───── Data provided ─────
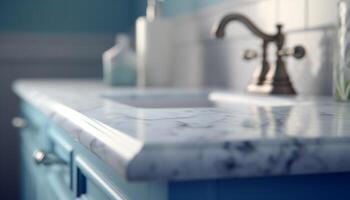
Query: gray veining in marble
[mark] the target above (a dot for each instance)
(196, 143)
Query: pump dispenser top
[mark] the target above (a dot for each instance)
(153, 35)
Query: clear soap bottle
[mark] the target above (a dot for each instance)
(342, 61)
(119, 63)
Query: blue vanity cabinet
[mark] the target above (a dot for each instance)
(43, 181)
(83, 176)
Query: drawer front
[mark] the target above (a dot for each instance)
(42, 181)
(96, 181)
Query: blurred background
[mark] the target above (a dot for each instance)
(66, 39)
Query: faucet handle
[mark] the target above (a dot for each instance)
(297, 52)
(250, 54)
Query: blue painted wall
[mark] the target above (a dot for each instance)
(100, 16)
(172, 8)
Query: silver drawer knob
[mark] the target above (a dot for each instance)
(19, 122)
(43, 158)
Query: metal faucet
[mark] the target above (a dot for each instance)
(267, 79)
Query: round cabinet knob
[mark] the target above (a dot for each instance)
(297, 52)
(43, 158)
(19, 122)
(250, 54)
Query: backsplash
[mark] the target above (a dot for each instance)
(199, 60)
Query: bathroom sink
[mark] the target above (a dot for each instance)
(196, 99)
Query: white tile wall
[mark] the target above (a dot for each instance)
(200, 60)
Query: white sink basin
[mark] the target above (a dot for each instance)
(186, 99)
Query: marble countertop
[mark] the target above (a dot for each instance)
(309, 136)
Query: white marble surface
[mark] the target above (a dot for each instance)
(241, 140)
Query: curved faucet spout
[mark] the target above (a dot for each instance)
(220, 29)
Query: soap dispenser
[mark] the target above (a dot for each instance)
(153, 47)
(119, 63)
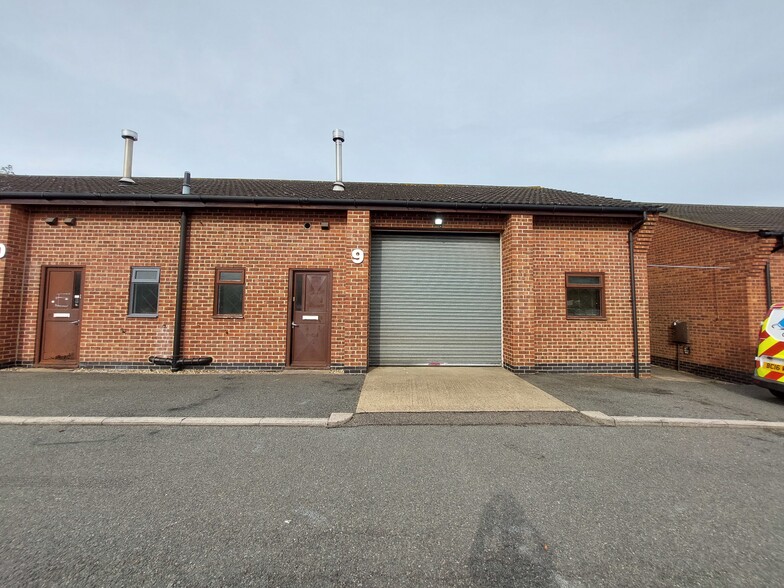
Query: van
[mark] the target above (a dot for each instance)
(770, 352)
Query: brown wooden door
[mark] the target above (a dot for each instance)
(311, 318)
(61, 317)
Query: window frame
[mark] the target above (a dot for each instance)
(131, 292)
(218, 282)
(601, 286)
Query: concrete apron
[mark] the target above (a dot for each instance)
(452, 389)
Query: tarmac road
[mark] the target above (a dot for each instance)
(391, 506)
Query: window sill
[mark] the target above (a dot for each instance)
(586, 318)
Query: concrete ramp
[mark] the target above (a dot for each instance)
(452, 389)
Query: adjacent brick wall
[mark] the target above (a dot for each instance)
(777, 275)
(722, 305)
(13, 234)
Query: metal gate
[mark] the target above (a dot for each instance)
(435, 299)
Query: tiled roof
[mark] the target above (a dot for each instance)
(741, 218)
(312, 191)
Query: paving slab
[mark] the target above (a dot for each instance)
(452, 389)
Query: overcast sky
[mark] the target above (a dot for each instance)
(669, 101)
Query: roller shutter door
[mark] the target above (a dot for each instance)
(435, 299)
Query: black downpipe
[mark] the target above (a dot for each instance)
(768, 286)
(176, 353)
(635, 327)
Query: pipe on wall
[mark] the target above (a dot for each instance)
(635, 326)
(176, 351)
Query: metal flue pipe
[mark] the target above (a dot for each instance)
(338, 137)
(130, 137)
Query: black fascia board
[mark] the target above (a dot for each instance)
(40, 198)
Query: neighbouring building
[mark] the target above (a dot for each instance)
(717, 269)
(269, 274)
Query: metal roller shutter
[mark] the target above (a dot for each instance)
(435, 299)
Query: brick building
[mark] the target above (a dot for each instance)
(716, 268)
(270, 274)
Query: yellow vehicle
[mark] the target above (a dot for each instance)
(770, 352)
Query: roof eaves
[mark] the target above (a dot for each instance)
(711, 225)
(36, 198)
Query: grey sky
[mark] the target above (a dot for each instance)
(678, 101)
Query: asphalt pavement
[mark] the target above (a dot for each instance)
(494, 506)
(160, 393)
(667, 394)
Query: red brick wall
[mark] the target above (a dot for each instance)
(567, 244)
(536, 254)
(519, 304)
(108, 242)
(723, 307)
(13, 234)
(268, 244)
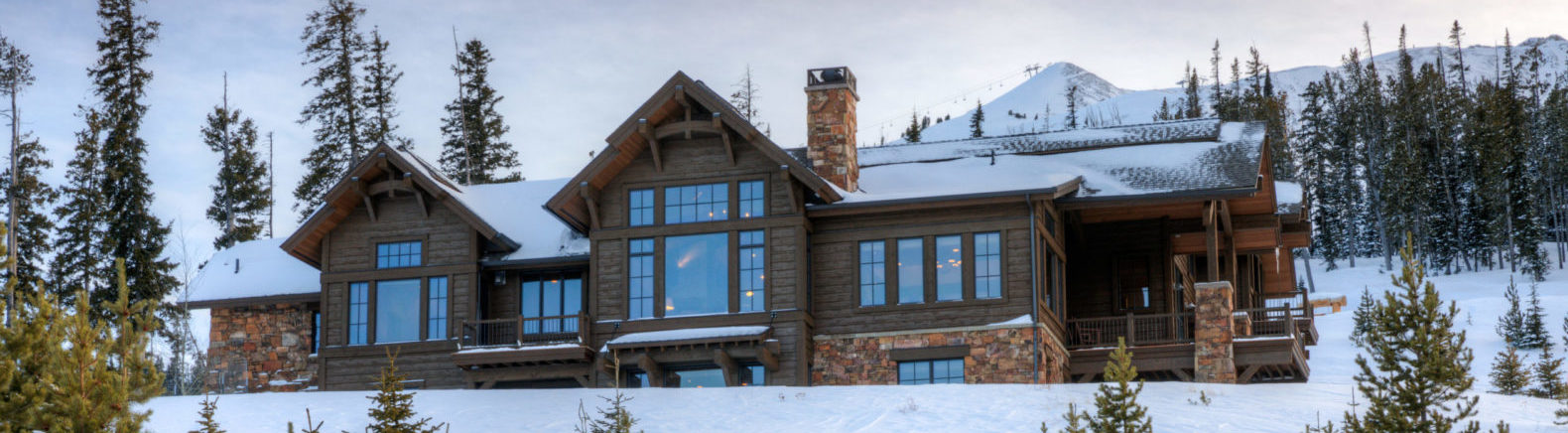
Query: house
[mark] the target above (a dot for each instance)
(695, 251)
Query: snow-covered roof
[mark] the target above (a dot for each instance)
(253, 270)
(687, 335)
(1146, 159)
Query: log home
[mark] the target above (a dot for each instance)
(695, 251)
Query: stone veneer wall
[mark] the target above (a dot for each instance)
(996, 355)
(264, 347)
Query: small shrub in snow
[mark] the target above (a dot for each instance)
(1507, 373)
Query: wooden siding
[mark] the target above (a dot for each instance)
(835, 267)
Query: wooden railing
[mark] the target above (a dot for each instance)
(519, 332)
(1135, 328)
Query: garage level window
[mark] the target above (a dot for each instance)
(932, 372)
(358, 313)
(399, 254)
(753, 278)
(642, 208)
(873, 273)
(697, 203)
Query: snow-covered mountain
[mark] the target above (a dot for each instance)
(1105, 100)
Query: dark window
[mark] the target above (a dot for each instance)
(397, 254)
(697, 273)
(552, 297)
(753, 198)
(988, 265)
(697, 203)
(397, 311)
(437, 314)
(642, 208)
(358, 313)
(873, 273)
(753, 278)
(929, 372)
(640, 278)
(911, 270)
(949, 267)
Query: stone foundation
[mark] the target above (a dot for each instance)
(259, 349)
(996, 355)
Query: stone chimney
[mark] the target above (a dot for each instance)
(830, 124)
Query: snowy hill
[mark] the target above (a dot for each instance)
(1116, 105)
(1283, 406)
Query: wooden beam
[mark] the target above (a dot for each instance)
(767, 358)
(589, 194)
(727, 365)
(653, 145)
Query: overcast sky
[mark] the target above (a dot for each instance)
(573, 71)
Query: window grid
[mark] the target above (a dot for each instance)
(640, 278)
(911, 270)
(753, 276)
(358, 313)
(399, 254)
(642, 208)
(697, 203)
(949, 267)
(988, 265)
(873, 273)
(932, 372)
(437, 317)
(751, 200)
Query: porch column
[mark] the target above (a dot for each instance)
(1213, 354)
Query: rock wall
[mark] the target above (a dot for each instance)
(257, 349)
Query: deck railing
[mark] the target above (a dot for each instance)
(1135, 328)
(526, 330)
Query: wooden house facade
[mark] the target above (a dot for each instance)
(695, 251)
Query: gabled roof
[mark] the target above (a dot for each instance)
(348, 195)
(1124, 162)
(665, 105)
(254, 270)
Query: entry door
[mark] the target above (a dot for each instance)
(552, 302)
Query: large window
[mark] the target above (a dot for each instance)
(873, 273)
(949, 267)
(753, 278)
(929, 372)
(911, 270)
(358, 313)
(397, 311)
(697, 203)
(399, 254)
(551, 297)
(437, 309)
(642, 208)
(697, 273)
(988, 265)
(640, 278)
(753, 198)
─────
The line containing "Query: porch column" marks the start; retype it and each line after it through the end of the records above, exactly.

Query: porch column
[mark] the target above (a dot for each instance)
(1213, 354)
Query: rock wall
[mark] the target above (a dot for each instance)
(257, 349)
Query: deck railing
[mark] the target above (a dot for each instance)
(1135, 328)
(526, 330)
Query: wooden house facade
[mark] the target above (a dot for each instance)
(695, 251)
Query: gabled roof
[mark] the target above (a dot for each instance)
(348, 195)
(1124, 162)
(665, 105)
(254, 270)
Query: entry door
[mark] the target above (a dot for each instance)
(552, 302)
Query: large window
[mark] the target above (a dot for each instance)
(873, 273)
(949, 267)
(753, 278)
(929, 372)
(911, 270)
(358, 313)
(397, 311)
(697, 203)
(399, 254)
(551, 297)
(437, 309)
(642, 208)
(697, 273)
(988, 265)
(640, 278)
(753, 198)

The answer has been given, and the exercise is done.